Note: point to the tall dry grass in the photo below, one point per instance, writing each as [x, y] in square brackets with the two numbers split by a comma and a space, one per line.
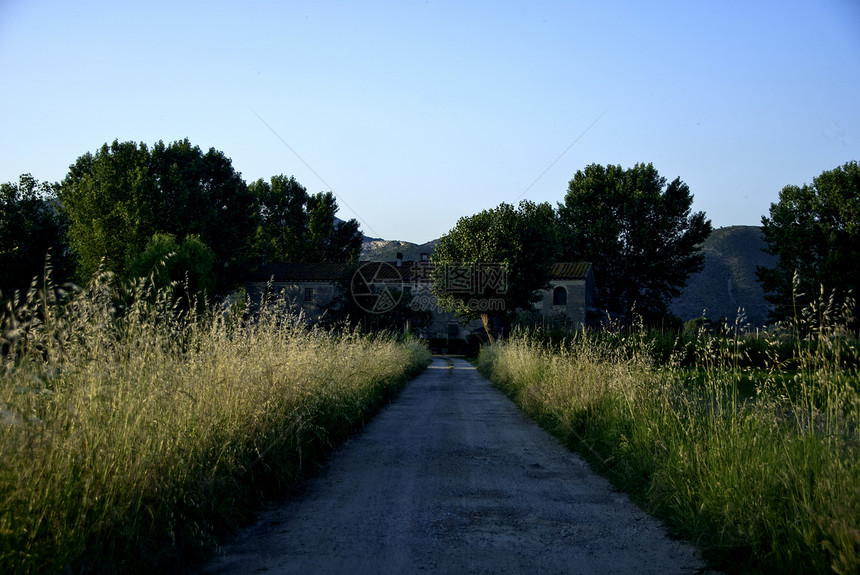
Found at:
[132, 434]
[765, 484]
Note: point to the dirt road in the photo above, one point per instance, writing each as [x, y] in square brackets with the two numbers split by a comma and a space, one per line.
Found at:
[452, 478]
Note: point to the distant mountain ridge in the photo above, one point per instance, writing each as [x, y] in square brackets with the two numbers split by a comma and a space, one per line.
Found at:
[387, 250]
[725, 285]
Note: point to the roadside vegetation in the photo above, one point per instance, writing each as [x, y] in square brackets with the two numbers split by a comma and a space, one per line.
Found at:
[133, 433]
[748, 445]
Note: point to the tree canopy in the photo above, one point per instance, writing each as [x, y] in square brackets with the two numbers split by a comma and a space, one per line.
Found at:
[297, 227]
[814, 230]
[495, 262]
[639, 234]
[31, 227]
[120, 197]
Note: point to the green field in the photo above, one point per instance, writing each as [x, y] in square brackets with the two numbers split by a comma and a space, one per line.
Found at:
[133, 435]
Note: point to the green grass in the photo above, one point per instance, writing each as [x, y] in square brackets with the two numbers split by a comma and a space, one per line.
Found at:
[759, 467]
[132, 437]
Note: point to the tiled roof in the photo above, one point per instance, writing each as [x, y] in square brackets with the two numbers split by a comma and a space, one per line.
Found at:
[570, 271]
[383, 271]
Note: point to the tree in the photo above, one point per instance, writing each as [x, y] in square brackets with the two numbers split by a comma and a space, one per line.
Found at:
[119, 197]
[31, 227]
[297, 227]
[814, 230]
[495, 262]
[639, 234]
[189, 265]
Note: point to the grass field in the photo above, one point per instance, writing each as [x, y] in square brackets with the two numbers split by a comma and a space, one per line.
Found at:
[132, 435]
[760, 466]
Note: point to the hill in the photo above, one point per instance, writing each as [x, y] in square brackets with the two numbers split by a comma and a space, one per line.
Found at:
[386, 251]
[728, 283]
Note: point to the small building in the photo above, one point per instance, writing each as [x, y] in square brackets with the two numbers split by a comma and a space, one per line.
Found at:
[378, 286]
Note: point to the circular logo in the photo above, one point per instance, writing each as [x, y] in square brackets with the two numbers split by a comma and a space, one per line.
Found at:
[376, 287]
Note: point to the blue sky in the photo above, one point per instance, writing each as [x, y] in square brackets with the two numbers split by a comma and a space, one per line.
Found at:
[418, 113]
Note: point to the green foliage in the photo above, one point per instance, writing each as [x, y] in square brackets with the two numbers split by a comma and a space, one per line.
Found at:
[31, 227]
[189, 266]
[814, 230]
[764, 481]
[639, 234]
[119, 197]
[506, 254]
[129, 442]
[297, 227]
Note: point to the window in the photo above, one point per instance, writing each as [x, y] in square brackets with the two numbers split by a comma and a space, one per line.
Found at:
[559, 296]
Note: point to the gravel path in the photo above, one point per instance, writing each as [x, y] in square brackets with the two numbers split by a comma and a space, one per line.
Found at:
[452, 478]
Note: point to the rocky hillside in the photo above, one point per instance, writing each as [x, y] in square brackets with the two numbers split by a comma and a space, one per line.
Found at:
[728, 281]
[726, 284]
[386, 251]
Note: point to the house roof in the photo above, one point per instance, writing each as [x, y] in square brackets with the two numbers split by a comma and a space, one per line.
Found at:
[570, 270]
[298, 272]
[383, 271]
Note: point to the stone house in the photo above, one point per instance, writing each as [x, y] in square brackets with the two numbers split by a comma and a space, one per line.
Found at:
[377, 286]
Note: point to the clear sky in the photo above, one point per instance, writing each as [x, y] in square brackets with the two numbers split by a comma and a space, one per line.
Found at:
[418, 113]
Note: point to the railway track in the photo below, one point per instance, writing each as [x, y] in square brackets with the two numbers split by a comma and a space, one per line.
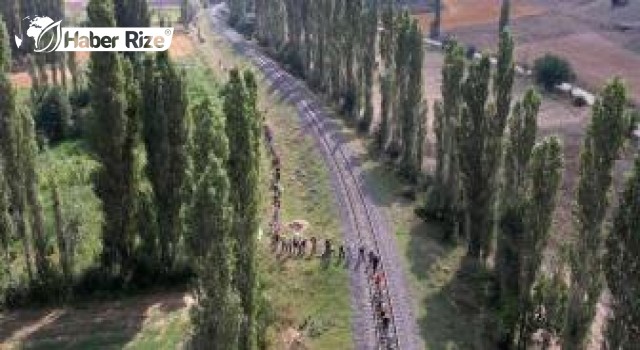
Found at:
[357, 208]
[366, 227]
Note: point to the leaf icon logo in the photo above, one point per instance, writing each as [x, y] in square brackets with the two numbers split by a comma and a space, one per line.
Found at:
[49, 38]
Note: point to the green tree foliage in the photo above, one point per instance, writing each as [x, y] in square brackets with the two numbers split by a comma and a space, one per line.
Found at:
[28, 152]
[505, 13]
[5, 48]
[237, 11]
[111, 141]
[524, 229]
[472, 136]
[165, 115]
[64, 251]
[479, 136]
[413, 117]
[522, 128]
[602, 144]
[444, 200]
[6, 224]
[621, 267]
[437, 20]
[243, 126]
[551, 70]
[384, 130]
[11, 142]
[370, 36]
[53, 114]
[217, 314]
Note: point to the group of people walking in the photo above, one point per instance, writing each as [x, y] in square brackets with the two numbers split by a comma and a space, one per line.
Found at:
[298, 246]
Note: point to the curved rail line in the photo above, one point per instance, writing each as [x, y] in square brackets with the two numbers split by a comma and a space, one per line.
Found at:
[363, 220]
[358, 208]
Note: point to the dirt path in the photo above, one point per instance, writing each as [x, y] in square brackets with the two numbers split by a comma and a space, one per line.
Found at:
[363, 221]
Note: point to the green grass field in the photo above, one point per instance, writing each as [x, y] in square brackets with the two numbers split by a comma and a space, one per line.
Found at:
[300, 291]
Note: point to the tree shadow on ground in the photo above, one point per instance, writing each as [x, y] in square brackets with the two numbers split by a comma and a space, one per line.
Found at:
[91, 325]
[452, 291]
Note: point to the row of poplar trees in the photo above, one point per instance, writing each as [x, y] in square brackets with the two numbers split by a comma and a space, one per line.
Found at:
[493, 175]
[334, 46]
[495, 181]
[178, 179]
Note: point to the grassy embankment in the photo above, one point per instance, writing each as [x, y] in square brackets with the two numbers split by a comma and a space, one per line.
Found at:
[300, 291]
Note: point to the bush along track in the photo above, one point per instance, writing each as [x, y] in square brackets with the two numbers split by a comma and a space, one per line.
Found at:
[382, 309]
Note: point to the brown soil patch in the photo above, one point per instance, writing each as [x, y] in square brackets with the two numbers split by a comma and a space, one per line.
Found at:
[594, 58]
[182, 45]
[72, 324]
[460, 13]
[23, 80]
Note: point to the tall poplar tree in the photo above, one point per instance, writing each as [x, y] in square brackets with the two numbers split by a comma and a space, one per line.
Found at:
[472, 137]
[10, 147]
[622, 267]
[243, 130]
[602, 144]
[6, 224]
[111, 142]
[480, 136]
[505, 14]
[28, 152]
[165, 115]
[217, 314]
[446, 119]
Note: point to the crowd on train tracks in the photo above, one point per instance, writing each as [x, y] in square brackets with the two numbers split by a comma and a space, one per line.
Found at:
[286, 241]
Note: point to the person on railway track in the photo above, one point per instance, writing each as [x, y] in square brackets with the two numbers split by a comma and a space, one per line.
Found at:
[341, 254]
[327, 249]
[313, 246]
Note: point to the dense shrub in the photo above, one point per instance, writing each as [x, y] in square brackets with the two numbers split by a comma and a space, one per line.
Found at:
[551, 70]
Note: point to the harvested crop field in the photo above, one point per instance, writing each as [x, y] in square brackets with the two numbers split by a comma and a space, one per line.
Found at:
[460, 13]
[586, 32]
[594, 58]
[181, 45]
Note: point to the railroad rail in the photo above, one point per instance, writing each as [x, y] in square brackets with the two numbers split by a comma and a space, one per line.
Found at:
[362, 217]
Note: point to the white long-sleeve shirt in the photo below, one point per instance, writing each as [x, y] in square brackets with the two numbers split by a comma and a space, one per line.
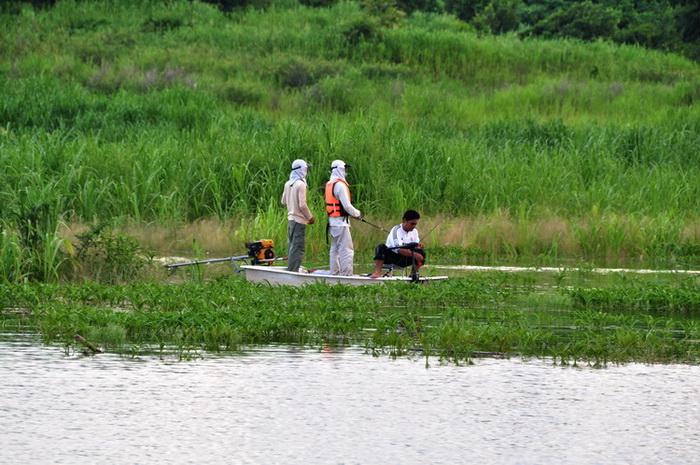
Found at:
[398, 237]
[294, 197]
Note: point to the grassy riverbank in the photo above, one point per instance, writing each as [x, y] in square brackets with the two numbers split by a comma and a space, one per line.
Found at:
[166, 115]
[494, 314]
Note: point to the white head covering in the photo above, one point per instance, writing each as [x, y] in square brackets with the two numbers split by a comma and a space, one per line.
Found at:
[299, 170]
[338, 170]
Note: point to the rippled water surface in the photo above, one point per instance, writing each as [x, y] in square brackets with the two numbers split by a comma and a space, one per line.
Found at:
[285, 405]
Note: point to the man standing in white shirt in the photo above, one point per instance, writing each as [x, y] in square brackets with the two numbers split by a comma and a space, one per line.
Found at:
[298, 214]
[340, 208]
[402, 247]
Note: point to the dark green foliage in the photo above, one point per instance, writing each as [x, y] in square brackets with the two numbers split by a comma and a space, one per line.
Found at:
[107, 257]
[586, 20]
[500, 16]
[491, 313]
[465, 10]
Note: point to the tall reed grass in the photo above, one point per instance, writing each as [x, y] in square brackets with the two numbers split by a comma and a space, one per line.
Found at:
[172, 113]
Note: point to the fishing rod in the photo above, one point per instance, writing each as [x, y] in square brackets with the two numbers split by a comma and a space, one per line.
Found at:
[433, 229]
[373, 225]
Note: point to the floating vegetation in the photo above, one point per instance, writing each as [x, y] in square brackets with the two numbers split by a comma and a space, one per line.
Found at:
[492, 314]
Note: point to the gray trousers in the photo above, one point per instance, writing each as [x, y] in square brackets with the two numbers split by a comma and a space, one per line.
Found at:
[296, 234]
[342, 250]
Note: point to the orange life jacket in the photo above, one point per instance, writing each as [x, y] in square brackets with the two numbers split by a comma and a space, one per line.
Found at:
[333, 206]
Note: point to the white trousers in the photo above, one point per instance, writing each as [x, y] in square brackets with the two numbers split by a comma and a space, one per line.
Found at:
[342, 250]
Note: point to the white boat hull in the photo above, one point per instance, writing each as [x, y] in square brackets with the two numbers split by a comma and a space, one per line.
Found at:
[279, 275]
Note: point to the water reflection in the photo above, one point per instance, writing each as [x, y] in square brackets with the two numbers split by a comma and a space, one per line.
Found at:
[292, 405]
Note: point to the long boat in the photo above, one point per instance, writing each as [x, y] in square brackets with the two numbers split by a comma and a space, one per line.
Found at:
[280, 275]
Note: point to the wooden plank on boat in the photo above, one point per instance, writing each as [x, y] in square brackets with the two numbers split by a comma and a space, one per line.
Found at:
[279, 275]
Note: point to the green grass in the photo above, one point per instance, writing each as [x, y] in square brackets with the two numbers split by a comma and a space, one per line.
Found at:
[495, 313]
[168, 113]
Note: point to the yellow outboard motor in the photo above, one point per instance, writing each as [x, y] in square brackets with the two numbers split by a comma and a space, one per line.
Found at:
[261, 251]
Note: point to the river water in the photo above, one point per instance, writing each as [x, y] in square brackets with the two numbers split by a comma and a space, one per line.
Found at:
[289, 405]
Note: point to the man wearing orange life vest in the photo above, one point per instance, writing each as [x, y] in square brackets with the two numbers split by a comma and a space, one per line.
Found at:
[339, 208]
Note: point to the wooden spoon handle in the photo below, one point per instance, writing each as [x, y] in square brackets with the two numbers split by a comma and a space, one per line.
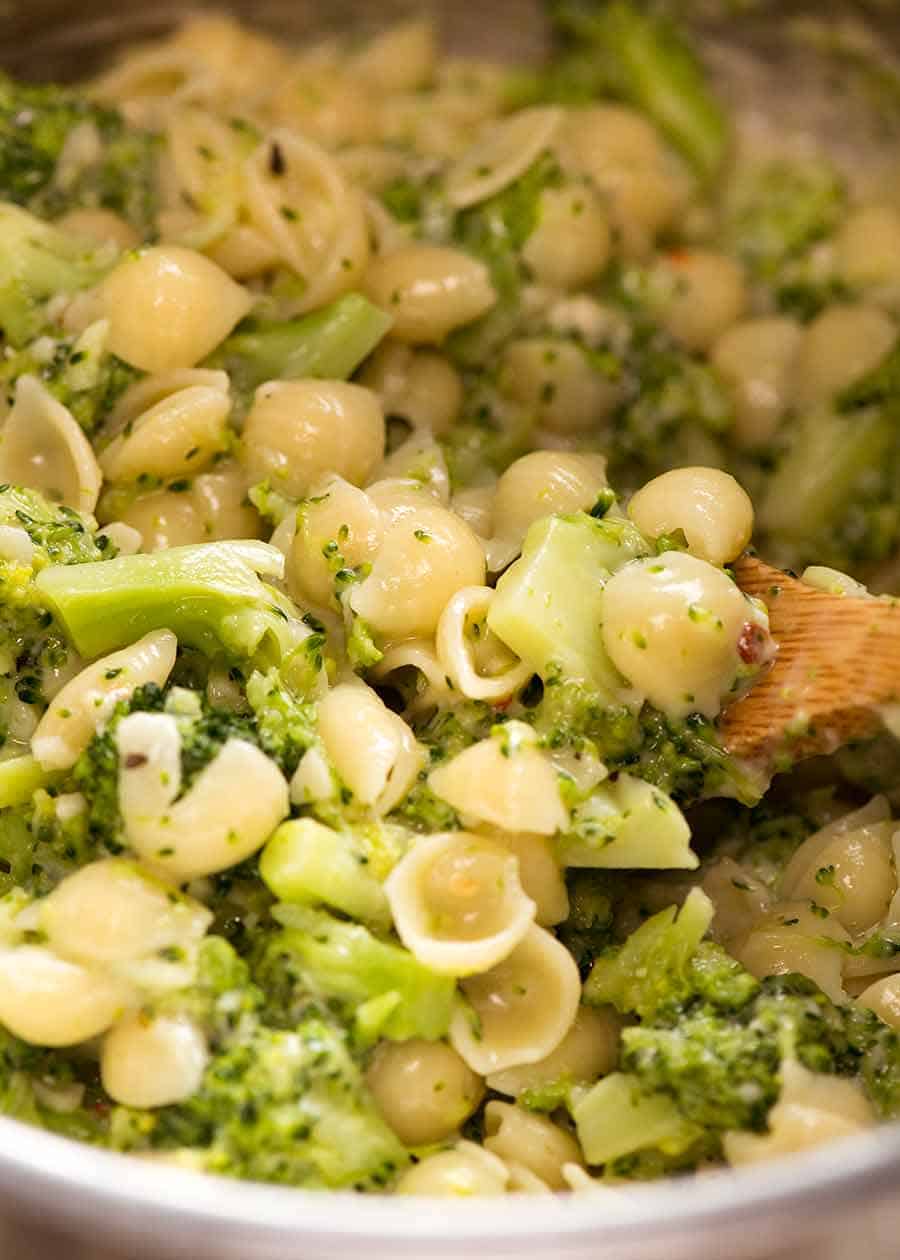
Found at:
[837, 663]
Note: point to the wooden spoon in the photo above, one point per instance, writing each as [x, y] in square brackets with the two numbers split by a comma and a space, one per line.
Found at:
[837, 667]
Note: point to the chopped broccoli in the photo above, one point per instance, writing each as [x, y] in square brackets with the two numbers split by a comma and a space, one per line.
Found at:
[38, 261]
[625, 52]
[61, 151]
[277, 1105]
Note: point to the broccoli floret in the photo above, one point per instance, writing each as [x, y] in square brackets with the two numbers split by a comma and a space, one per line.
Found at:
[38, 261]
[778, 209]
[105, 161]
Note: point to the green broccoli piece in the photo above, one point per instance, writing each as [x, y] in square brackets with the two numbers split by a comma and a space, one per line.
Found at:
[107, 164]
[209, 595]
[620, 49]
[778, 209]
[330, 343]
[38, 261]
[279, 1105]
[378, 985]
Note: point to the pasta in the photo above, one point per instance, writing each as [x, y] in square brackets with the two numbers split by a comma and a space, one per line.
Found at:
[377, 434]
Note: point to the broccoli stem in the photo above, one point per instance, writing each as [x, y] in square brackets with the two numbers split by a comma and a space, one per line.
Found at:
[329, 343]
[642, 58]
[208, 595]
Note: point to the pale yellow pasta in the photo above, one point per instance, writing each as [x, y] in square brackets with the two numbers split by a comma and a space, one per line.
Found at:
[101, 227]
[540, 875]
[541, 484]
[424, 560]
[589, 1050]
[813, 1109]
[373, 750]
[298, 198]
[712, 510]
[559, 386]
[169, 308]
[521, 1009]
[882, 997]
[337, 527]
[422, 1089]
[506, 781]
[51, 1002]
[478, 664]
[464, 1172]
[429, 290]
[217, 823]
[153, 1061]
[867, 247]
[623, 154]
[83, 704]
[841, 344]
[739, 897]
[112, 911]
[848, 873]
[299, 430]
[756, 358]
[179, 435]
[42, 446]
[530, 1139]
[672, 626]
[458, 904]
[790, 936]
[420, 386]
[401, 58]
[501, 154]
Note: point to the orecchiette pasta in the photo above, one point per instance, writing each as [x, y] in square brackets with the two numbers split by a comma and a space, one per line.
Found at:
[530, 1139]
[42, 446]
[474, 659]
[673, 628]
[709, 505]
[504, 781]
[217, 823]
[429, 290]
[458, 904]
[169, 306]
[150, 1062]
[422, 1089]
[372, 749]
[87, 702]
[298, 198]
[422, 561]
[299, 430]
[519, 1011]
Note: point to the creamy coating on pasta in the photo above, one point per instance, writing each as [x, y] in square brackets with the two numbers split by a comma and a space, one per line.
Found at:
[378, 429]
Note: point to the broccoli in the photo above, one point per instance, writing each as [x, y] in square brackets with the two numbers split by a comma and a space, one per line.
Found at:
[330, 343]
[619, 49]
[39, 261]
[61, 151]
[777, 211]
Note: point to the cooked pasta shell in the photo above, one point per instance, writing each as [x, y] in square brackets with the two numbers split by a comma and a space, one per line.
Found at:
[521, 1009]
[42, 446]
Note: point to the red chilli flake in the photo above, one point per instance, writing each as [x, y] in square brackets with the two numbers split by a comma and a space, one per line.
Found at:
[751, 644]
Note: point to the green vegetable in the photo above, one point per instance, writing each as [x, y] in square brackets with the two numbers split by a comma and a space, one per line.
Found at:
[309, 863]
[328, 343]
[642, 58]
[37, 262]
[548, 605]
[318, 956]
[627, 823]
[116, 163]
[208, 595]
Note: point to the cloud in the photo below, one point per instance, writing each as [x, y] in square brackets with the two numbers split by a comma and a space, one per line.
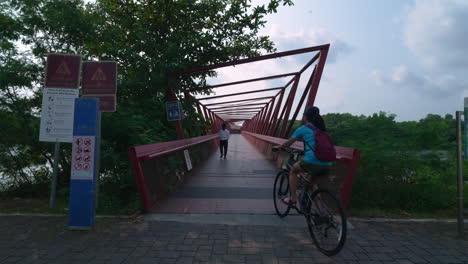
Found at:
[434, 86]
[301, 38]
[436, 32]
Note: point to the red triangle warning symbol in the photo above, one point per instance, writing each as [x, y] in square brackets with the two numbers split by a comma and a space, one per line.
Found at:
[63, 69]
[99, 75]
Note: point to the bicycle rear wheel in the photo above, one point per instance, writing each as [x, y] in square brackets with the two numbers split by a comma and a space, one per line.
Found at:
[281, 190]
[326, 221]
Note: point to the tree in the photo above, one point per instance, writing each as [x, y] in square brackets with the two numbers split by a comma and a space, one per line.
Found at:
[147, 38]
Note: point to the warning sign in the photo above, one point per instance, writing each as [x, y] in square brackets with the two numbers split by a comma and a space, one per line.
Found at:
[63, 71]
[83, 157]
[99, 77]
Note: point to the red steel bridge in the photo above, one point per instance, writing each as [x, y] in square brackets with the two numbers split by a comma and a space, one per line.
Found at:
[243, 182]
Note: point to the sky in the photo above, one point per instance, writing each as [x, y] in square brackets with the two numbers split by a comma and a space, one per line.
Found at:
[402, 57]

-- Instructions for the task --
From the data above, count the lines that contain "shirt" and write only that count.

-- Task result --
2